## [GIVEN INSTRUCTION]
Copy only this range: the line with "Task: point out each instance of the floral" through the final line of the material, inclusive at both ends.

## [MATERIAL]
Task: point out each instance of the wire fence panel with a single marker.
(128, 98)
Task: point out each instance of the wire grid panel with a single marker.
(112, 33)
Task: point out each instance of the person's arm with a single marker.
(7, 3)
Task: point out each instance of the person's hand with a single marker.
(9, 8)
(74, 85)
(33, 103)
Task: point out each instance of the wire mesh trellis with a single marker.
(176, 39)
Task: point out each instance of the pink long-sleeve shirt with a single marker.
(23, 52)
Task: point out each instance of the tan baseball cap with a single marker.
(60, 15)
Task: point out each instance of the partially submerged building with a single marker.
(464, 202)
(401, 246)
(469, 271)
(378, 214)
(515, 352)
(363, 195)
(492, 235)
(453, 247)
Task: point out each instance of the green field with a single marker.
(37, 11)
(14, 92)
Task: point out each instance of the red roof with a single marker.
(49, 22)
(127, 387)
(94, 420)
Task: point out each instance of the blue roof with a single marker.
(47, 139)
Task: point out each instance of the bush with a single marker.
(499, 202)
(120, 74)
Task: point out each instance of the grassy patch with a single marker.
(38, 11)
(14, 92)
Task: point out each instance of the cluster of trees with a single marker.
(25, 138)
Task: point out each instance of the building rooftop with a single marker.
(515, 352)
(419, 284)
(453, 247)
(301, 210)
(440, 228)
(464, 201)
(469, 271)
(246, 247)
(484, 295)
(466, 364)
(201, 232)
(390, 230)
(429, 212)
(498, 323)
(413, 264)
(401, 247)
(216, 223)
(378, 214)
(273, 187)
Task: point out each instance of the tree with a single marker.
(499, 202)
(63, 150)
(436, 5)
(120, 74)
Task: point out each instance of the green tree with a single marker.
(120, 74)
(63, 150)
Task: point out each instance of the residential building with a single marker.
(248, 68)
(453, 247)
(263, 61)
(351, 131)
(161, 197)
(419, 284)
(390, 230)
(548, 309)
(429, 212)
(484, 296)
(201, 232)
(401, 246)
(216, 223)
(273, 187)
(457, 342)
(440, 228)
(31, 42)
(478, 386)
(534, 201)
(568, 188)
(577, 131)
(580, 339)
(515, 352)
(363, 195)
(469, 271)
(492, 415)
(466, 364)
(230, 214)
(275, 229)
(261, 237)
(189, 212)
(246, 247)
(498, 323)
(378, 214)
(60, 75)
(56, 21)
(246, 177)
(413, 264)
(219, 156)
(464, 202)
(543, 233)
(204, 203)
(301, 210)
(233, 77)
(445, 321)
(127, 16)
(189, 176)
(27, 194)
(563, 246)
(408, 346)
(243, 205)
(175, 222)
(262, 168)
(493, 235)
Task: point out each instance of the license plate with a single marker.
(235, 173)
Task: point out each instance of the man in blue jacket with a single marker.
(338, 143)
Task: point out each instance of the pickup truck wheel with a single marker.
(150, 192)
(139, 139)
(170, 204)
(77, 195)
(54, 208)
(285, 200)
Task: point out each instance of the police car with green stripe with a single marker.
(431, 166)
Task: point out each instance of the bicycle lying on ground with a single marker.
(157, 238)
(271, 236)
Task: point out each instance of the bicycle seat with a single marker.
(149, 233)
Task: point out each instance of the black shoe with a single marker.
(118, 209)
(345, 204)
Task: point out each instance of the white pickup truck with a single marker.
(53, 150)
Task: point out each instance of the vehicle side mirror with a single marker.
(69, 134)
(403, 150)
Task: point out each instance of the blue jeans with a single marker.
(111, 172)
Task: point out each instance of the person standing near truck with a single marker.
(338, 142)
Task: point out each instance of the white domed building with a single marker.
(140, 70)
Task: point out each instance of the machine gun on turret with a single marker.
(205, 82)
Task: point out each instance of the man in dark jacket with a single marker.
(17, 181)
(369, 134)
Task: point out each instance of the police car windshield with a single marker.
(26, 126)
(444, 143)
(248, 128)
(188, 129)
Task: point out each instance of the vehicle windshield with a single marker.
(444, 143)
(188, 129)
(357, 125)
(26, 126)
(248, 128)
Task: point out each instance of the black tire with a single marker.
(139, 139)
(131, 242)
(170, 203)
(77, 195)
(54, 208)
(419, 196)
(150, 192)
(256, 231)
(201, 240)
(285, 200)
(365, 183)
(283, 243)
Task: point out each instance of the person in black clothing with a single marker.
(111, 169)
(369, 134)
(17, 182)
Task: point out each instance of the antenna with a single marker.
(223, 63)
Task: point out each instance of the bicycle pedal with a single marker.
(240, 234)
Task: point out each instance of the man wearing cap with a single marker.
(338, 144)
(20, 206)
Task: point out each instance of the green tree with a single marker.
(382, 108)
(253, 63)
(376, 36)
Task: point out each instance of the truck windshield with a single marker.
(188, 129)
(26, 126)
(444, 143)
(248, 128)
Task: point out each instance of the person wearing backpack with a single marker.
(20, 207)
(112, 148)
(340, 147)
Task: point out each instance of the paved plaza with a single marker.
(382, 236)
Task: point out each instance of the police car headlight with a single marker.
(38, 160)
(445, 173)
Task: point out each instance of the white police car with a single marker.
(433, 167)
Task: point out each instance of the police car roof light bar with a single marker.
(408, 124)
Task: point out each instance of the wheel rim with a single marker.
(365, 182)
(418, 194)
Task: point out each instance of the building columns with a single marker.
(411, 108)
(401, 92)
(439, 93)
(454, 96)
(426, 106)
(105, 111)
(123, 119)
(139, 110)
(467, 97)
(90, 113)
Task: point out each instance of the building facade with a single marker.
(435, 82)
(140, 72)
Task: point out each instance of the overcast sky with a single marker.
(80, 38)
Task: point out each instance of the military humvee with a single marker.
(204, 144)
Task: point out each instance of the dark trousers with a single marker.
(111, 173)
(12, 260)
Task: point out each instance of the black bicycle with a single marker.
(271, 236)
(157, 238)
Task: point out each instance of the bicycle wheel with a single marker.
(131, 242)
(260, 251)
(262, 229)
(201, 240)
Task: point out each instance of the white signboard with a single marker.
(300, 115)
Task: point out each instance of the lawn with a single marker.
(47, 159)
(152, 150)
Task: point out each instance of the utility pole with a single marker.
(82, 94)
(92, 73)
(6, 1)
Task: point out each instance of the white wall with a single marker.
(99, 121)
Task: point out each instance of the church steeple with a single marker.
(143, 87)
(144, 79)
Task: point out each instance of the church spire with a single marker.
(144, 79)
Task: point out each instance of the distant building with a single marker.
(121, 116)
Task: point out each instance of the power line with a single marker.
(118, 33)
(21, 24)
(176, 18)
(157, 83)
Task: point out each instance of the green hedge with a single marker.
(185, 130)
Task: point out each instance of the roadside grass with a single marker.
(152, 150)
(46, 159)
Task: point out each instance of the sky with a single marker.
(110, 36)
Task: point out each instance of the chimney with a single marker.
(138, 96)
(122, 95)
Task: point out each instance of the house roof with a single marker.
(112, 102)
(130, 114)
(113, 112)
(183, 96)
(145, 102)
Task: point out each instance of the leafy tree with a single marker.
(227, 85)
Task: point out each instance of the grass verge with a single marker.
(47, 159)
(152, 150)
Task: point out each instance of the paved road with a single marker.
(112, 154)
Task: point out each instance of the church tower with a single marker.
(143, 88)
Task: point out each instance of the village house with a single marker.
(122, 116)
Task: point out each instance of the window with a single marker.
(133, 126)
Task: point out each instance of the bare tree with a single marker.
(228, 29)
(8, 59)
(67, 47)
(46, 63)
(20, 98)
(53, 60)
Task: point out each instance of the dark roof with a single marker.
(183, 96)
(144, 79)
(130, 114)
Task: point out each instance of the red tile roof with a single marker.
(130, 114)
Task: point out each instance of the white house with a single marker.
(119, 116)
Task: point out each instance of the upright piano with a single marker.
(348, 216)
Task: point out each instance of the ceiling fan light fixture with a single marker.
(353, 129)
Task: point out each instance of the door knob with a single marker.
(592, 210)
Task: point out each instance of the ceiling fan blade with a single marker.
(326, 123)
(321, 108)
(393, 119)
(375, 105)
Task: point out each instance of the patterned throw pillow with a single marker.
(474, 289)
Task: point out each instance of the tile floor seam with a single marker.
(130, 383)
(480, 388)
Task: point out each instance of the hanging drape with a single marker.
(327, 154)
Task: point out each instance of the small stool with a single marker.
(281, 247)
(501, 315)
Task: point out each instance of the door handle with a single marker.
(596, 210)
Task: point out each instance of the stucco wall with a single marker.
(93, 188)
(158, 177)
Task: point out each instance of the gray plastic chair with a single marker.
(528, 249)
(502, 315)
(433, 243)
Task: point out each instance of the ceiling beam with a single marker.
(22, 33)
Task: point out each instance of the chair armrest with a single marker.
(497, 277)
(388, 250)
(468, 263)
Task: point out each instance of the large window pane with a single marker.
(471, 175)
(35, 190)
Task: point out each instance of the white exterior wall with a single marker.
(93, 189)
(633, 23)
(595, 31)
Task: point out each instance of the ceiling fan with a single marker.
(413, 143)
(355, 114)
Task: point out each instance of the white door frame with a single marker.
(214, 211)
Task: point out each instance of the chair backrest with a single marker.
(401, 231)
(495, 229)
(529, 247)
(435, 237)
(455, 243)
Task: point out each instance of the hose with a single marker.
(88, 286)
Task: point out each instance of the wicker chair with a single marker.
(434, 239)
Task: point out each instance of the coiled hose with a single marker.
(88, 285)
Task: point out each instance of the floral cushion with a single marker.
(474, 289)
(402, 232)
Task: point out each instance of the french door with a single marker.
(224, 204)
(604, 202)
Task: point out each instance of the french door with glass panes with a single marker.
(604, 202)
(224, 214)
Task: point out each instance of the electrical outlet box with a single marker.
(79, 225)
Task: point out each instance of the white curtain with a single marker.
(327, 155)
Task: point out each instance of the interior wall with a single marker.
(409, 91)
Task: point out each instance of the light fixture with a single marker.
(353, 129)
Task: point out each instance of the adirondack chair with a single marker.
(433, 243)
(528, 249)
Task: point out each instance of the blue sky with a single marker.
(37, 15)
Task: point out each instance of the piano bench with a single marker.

## [EXERCISE RESULT]
Task: point out each instance of the floral cushion with a single marker.
(474, 289)
(402, 232)
Task: point out each instance of the french door with a single marker.
(224, 204)
(604, 202)
Task: point out each instance of the french door with glass panes with a single marker.
(604, 202)
(224, 214)
Task: point out each instance of the electrical outlet box with a single marker.
(79, 225)
Task: point out each instance of the white curtain with a single marker.
(327, 155)
Task: point out each instance of the interior wall with a single marker.
(409, 91)
Task: point out each instance of the light fixture with a single marker.
(353, 129)
Task: point out each instance of the adirondack chair with a single marker.
(433, 243)
(528, 249)
Task: point out each instance of the blue sky with a single marker.
(37, 15)
Task: point out each instance of the piano bench with a single marker.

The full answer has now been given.